課題 1 — さくらサーカスのインタビューで「ヒサエ:最初に出演したのは」で始まる段落を、主な事実を残したまま箇条書きにまとめてください。
課題 2 — さくらサーカスのインタビューから、「ちょうど公演後で、子ども達が」から「ぜひ足を運んでみてください!」までを一字一句違えずに引用してください。

== 提示された文章

フジロック・ファミリーと育むサーカス家族の絆 – さくらサーカスインタビュー
- 2025/07/17 ● INTERVIEW
ヘッドライナーのステージが終わった深夜に、パレス・オブ・ワンダーの一角で華やかに咲き誇るさくらサーカスのショーが、みなさんも思い出に残ってるんじゃないでしょうか。単にライブを楽しむだけでなく、映画があり寄席があり、そしてサーカスがあるフジロック。さくらサーカスは、まさにそんなフジロックをフェスティバルたらしめている存在とも言えるでしょう。
今回は現在絶賛巡演中の大阪府堺公演にオルグ大阪チームでお邪魔して、アラン・マルチネス団長の奥さんで取締役の小深田尚恵さん(以下ヒサエさん)と、長男のアラン・ダビッドさんにお話を聞きました。トレーラーハウスで各地を移動して公演をしながら、併行してフジロックを目指すタフな姿に惹かれましたが、ショーをするだけでなく「私たちもフジロックロスになるんですよ」とフジロックを目一杯楽しんでいる様子。現地でお世話になっている方々を「フジロック・ファミリー」と語り、苗場で共に育つフジロックへの想いを話すヒサエさんの姿が印象的でした。
ちょうど公演後で、子ども達が走り回ったり後ろで練習をしたりにぎやかな中でしたが、そんな姿も大家族でつくるさくらサーカスの雰囲気が感じられるあたたかい時間でした。ぜひ読んでもっと身近に感じてもらって、当日はパレス・オブ・ワンダーに足を運んでみてください!

白熱の堺公演のレポートはこちら!フジロックともまた違う壮大なショーにぜひ足を運んでみてください!
さくらサーカス @ 堺旧港エリア特設会場 2025/06/22 堺公演レポート「魅せる超絶パフォーマンスの源は家族の愛 笑顔の花咲くさくらサーカスへようこそ!」
普段のショーとは一味違うフジロックの醍醐味
ーー:毎年ショーを楽しませてもらってます!最初はどのような経緯でフジロックと関わり始めたんですか?
ヒサエ:最初に出演したのは2020年のさくらサーカスの旗揚げよりずっと前で、2010年にパパ(アラン・マルチネス団長)が当時あったオレンジ・コートで綱渡りをして、パレス・オブ・ワンダーで大車輪をさせてもらいました。ヘンリーっていうピエロが堺公演の期間中だけ来てくれてるんですけど、ジェイソン(SMASH UKのボスでパレスを仕切っているジェイソン・メイオール)が「大車輪をやりたい」って考えがあったみたいで、それでイギリスでピエロをやってたヘンリーに話が入って、「日本に友達がいるから」ってことで団長を紹介してもらったのがきっかけですね。
ーー:はじめて出演してみてどうでしたか?
ヒサエ:野外の大きな会場でやるのはその時のフジロックがはじめてだったんですよ。普段は明るい時間にやるので夜中のショーってことにすごくびっくりしたのと、サーカスに来るお客さんとフジロックに来るお客さんで、歓声とか盛り上がりが全然違うので、すごく面白いなって思いました。

====
== 提供された記録

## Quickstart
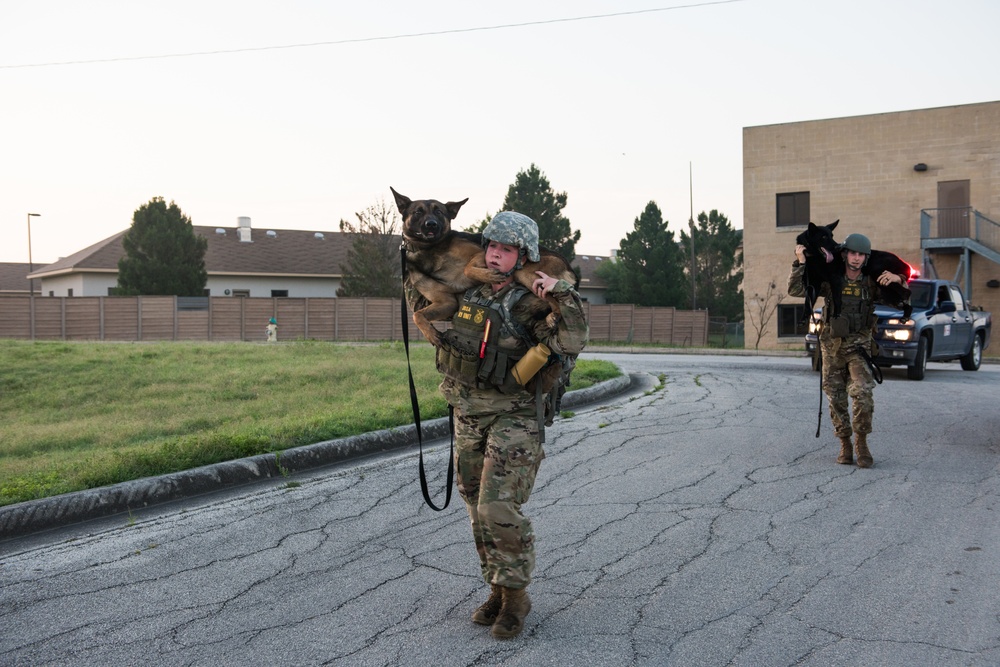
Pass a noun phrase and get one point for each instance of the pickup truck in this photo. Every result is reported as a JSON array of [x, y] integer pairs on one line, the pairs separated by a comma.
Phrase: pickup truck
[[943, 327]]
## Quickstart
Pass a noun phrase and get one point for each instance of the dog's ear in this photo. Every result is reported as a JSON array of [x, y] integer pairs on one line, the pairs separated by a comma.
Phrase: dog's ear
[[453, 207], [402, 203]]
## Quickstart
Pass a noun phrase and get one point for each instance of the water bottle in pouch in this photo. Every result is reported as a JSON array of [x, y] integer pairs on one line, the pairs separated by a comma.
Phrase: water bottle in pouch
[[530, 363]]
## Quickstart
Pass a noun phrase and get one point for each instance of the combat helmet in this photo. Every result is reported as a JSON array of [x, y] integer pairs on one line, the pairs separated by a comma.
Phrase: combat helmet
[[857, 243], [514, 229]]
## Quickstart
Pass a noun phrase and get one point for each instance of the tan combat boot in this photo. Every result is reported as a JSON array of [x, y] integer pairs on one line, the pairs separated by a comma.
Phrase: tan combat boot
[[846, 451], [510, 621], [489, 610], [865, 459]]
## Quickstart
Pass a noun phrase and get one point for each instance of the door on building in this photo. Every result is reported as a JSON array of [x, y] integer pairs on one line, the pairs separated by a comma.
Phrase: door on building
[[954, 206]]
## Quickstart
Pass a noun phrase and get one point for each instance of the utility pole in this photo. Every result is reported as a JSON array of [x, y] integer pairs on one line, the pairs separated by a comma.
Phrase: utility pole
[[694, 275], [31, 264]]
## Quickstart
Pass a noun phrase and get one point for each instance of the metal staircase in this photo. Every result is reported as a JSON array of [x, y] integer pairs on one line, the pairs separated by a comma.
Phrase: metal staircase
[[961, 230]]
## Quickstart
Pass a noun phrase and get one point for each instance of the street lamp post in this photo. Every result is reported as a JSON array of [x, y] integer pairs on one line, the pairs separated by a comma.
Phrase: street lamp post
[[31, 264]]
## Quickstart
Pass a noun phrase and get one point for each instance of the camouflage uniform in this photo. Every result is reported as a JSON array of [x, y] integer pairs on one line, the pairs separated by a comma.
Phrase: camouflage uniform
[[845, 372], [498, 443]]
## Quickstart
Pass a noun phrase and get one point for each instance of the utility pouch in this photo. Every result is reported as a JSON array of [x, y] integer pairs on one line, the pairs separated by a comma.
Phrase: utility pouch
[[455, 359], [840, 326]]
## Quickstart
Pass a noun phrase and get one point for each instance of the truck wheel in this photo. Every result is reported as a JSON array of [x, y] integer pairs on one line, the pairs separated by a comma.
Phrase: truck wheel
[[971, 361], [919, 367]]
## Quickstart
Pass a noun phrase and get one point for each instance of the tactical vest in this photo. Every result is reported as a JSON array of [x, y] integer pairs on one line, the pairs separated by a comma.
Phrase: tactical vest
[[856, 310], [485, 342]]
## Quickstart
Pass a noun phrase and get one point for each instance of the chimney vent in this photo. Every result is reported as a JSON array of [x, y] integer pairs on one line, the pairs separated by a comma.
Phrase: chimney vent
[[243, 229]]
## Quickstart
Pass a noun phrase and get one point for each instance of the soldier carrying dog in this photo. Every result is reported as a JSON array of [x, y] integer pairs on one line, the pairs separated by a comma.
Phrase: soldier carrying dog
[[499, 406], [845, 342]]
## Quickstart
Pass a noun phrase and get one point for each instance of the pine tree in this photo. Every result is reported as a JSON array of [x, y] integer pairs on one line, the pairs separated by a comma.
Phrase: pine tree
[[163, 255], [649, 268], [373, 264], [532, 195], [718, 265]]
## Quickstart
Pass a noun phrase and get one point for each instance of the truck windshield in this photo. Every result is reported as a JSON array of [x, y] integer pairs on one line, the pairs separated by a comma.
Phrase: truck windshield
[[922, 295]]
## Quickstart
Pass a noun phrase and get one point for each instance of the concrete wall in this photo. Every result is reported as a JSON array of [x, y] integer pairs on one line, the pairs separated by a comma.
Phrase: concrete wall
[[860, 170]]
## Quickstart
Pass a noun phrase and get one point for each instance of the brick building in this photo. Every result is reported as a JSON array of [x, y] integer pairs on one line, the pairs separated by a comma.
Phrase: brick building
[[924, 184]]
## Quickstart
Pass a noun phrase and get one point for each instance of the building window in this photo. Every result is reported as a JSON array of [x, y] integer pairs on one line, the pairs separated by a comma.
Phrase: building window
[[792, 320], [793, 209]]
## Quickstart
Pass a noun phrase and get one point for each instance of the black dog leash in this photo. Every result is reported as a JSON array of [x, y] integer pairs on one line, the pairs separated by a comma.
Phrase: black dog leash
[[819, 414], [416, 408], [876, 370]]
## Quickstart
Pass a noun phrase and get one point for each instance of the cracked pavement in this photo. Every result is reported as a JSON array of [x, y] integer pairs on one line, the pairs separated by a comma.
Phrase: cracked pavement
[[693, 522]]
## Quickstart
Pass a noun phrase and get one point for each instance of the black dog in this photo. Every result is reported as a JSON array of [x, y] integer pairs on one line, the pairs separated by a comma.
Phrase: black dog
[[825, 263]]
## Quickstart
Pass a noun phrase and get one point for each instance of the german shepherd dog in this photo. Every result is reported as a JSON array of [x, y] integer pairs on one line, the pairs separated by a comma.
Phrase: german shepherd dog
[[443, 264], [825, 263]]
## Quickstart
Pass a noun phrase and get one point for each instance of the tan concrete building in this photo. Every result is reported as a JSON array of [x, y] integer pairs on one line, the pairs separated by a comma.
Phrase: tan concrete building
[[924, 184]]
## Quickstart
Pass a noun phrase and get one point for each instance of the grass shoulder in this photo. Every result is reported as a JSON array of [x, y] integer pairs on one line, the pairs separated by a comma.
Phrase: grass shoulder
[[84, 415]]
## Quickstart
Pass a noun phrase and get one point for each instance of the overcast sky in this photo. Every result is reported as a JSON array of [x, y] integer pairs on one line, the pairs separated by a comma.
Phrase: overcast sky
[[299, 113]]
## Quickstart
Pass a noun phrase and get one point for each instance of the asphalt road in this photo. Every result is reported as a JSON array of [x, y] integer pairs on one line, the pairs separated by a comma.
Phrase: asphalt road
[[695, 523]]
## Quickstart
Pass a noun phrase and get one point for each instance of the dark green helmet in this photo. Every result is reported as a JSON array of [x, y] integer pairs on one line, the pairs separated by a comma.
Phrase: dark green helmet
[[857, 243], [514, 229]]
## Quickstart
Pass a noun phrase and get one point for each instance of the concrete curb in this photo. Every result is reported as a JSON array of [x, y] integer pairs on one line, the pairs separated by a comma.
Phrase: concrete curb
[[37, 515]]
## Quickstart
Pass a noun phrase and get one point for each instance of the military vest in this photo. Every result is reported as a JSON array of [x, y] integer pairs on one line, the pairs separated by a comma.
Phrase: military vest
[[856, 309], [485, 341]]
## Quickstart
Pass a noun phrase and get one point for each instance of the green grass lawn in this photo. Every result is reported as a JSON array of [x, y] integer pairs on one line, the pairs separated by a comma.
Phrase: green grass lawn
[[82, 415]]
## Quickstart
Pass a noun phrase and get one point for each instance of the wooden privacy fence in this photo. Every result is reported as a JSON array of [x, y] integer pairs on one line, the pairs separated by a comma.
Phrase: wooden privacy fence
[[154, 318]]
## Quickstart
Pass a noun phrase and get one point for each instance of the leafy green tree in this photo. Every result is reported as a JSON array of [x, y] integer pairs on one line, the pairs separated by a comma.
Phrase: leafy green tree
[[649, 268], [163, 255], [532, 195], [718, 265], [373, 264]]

====

記述解答 1 —
- 初出演は2020年のさくらサーカス旗揚げよりずっと前の2010年。
- アラン・マルチネス団長が、当時あったオレンジ・コートで綱渡りを、パレス・オブ・ワンダーで大車輪を披露した。
- SMASH UKのボスでパレスを仕切るジェイソン・メイオールが、大車輪をやりたいと考えていた。
- その話がイギリスでピエロをしていたヘンリーに入り、ヘンリーが「日本に友達がいるから」と団長を紹介したのがきっかけ。
- ヘンリーは現在、堺公演の期間中だけ来ている。

記述解答 2 —
ちょうど公演後で、子ども達が走り回ったり後ろで練習をしたりにぎやかな中でしたが、そんな姿も大家族でつくるさくらサーカスの雰囲気が感じられるあたたかい時間でした。ぜひ読んでもっと身近に感じてもらって、当日はパレス・オブ・ワンダーに足を運んでみてください!

白熱の堺公演のレポートはこちら!フジロックともまた違う壮大なショーにぜひ足を運んでみてください!